# EXERCISE GOAL
Copy out the full article about aid worker Maggie Tookey's trip to Lebanon word for word.

# PAGE EXCERPT
%%
Aid worker Maggie Tookey – who has just returned from Lebanon where thousands of people are seeking refuge from the fighting in Syria – doesn’t claim to be brave.
But she admits her latest venture to the Middle East had been “very, very scary”.
“I assume nothing will happen to me. I just chat to the driver and watch the road ahead,” she remarks from the safety of her Farnhill home.
On one of her journeys north of Beirut to deliver text books to an impromptu school for Syrian refugees, she had to run the gauntlet of the so-called ‘sniper alley’.
She noted in her diary: “As we arrived at this point the shooting was intense. Hmm, tricky!
“Someone shows us a rough track, which runs parallel to the main road and sheltered from snipers, to some degree, by tall grasses.
“We drive fast along the track, or as fast as a slow truck can go on rough ground, and come out beyond sniper alley.”
The next day she had to tackle sniper alley again, this time in a taxi going hell-for-leather, and ends up being car sick.
Eventually, she returned to her ‘safe house’ in Tripoli, only to wake up the following morning to intense shelling and close gunfire, and had to lay low for several hours as opposing religious factions battled it out.
Maggie’s mission in the country with Edinburgh Direct Aid, a small volunteer international relief agency, was to deliver a 40ft container loaded with eight tonnes of winter clothing, blankets, shelter materials and medical aids to Baalbeck in the Bekaa valley, which has a high concentration of refugees. The aim was then to convert the empty container into a clinic.
She also planned to deliver text books to the town of Aarsal, where Syrian refugee children are being educated by voluntary refugee teachers. Her diary recalls the troubles she had getting the materials to the destination.
She sacked her translator, who wanted to inflate his salary, and then had to negotiate with Hezbollah “with trepidation”.
%%
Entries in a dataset
%%
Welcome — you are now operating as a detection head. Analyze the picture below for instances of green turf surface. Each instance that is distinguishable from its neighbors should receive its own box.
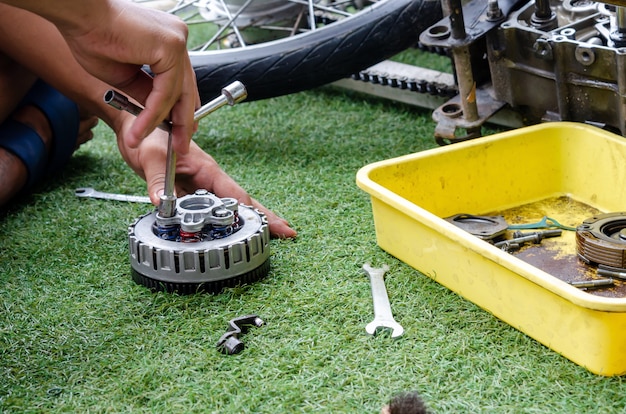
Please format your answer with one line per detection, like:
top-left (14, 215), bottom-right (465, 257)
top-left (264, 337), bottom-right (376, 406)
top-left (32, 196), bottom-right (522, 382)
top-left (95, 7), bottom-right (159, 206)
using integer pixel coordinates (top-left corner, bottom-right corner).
top-left (0, 88), bottom-right (626, 413)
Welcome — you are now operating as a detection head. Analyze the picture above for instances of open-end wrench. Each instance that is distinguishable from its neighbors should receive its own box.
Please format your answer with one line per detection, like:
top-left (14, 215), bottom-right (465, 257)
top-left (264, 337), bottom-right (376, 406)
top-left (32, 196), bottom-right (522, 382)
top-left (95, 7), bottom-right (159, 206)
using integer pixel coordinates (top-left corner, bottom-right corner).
top-left (363, 263), bottom-right (404, 338)
top-left (74, 187), bottom-right (151, 203)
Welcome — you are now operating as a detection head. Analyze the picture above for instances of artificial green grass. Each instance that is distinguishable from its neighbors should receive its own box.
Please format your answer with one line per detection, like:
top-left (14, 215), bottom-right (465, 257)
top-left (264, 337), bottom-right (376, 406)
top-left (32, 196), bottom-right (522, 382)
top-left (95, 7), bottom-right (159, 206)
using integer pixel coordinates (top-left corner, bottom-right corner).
top-left (0, 88), bottom-right (626, 413)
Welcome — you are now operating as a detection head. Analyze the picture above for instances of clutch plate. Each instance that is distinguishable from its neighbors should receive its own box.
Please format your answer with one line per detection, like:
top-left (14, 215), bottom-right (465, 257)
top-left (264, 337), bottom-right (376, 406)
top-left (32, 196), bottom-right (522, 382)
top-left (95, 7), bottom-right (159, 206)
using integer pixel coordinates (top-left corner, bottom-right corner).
top-left (128, 190), bottom-right (270, 294)
top-left (576, 212), bottom-right (626, 269)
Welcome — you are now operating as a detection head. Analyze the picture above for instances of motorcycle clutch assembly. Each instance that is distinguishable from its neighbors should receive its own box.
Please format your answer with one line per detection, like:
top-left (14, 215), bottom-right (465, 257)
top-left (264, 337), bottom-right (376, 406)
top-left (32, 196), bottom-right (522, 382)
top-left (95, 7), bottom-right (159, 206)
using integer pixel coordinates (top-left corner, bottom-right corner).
top-left (576, 212), bottom-right (626, 269)
top-left (128, 190), bottom-right (270, 294)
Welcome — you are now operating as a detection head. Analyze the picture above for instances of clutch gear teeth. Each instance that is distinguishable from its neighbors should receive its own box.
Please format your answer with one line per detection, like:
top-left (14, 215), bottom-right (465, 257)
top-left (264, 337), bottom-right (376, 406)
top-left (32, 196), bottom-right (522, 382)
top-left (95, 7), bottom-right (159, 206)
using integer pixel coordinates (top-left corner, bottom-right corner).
top-left (132, 259), bottom-right (270, 295)
top-left (128, 205), bottom-right (270, 294)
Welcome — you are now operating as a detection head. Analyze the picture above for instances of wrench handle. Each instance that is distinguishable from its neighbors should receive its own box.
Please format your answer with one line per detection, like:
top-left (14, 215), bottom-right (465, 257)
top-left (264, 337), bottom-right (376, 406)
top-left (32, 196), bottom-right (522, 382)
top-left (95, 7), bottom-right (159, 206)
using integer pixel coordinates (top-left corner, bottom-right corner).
top-left (370, 274), bottom-right (393, 320)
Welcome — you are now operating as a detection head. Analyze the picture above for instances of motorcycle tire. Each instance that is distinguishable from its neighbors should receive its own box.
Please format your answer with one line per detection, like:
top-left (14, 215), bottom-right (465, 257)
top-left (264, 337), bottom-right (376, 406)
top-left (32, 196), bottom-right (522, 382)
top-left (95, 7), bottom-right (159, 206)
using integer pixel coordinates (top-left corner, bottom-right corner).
top-left (189, 0), bottom-right (442, 103)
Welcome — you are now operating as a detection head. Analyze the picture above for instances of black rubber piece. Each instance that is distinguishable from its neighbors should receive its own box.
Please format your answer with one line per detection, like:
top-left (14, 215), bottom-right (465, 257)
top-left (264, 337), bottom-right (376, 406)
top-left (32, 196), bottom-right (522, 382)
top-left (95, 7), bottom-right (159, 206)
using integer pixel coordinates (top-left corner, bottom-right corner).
top-left (190, 0), bottom-right (442, 103)
top-left (131, 258), bottom-right (270, 295)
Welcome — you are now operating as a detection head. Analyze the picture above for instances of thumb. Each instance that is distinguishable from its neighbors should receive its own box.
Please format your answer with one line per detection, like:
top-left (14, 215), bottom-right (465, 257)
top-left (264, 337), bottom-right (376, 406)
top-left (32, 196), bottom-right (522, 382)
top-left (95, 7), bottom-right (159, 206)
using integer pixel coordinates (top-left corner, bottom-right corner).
top-left (143, 157), bottom-right (165, 206)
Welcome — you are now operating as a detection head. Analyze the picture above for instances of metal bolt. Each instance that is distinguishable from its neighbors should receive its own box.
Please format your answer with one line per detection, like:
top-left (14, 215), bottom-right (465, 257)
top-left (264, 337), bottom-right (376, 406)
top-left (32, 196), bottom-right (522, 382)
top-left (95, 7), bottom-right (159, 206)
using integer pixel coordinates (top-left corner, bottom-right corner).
top-left (487, 0), bottom-right (502, 22)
%%
# WRITTEN ANSWER
Aid worker Maggie Tookey – who has just returned from Lebanon where thousands of people are seeking refuge from the fighting in Syria – doesn’t claim to be brave.
But she admits her latest venture to the Middle East had been “very, very scary”.
“I assume nothing will happen to me. I just chat to the driver and watch the road ahead,” she remarks from the safety of her Farnhill home.
On one of her journeys north of Beirut to deliver text books to an impromptu school for Syrian refugees, she had to run the gauntlet of the so-called ‘sniper alley’.
She noted in her diary: “As we arrived at this point the shooting was intense. Hmm, tricky!
“Someone shows us a rough track, which runs parallel to the main road and sheltered from snipers, to some degree, by tall grasses.
“We drive fast along the track, or as fast as a slow truck can go on rough ground, and come out beyond sniper alley.”
The next day she had to tackle sniper alley again, this time in a taxi going hell-for-leather, and ends up being car sick.
Eventually, she returned to her ‘safe house’ in Tripoli, only to wake up the following morning to intense shelling and close gunfire, and had to lay low for several hours as opposing religious factions battled it out.
Maggie’s mission in the country with Edinburgh Direct Aid, a small volunteer international relief agency, was to deliver a 40ft container loaded with eight tonnes of winter clothing, blankets, shelter materials and medical aids to Baalbeck in the Bekaa valley, which has a high concentration of refugees. The aim was then to convert the empty container into a clinic.
She also planned to deliver text books to the town of Aarsal, where Syrian refugee children are being educated by voluntary refugee teachers. Her diary recalls the troubles she had getting the materials to the destination.
She sacked her translator, who wanted to inflate his salary, and then had to negotiate with Hezbollah “with trepidation”.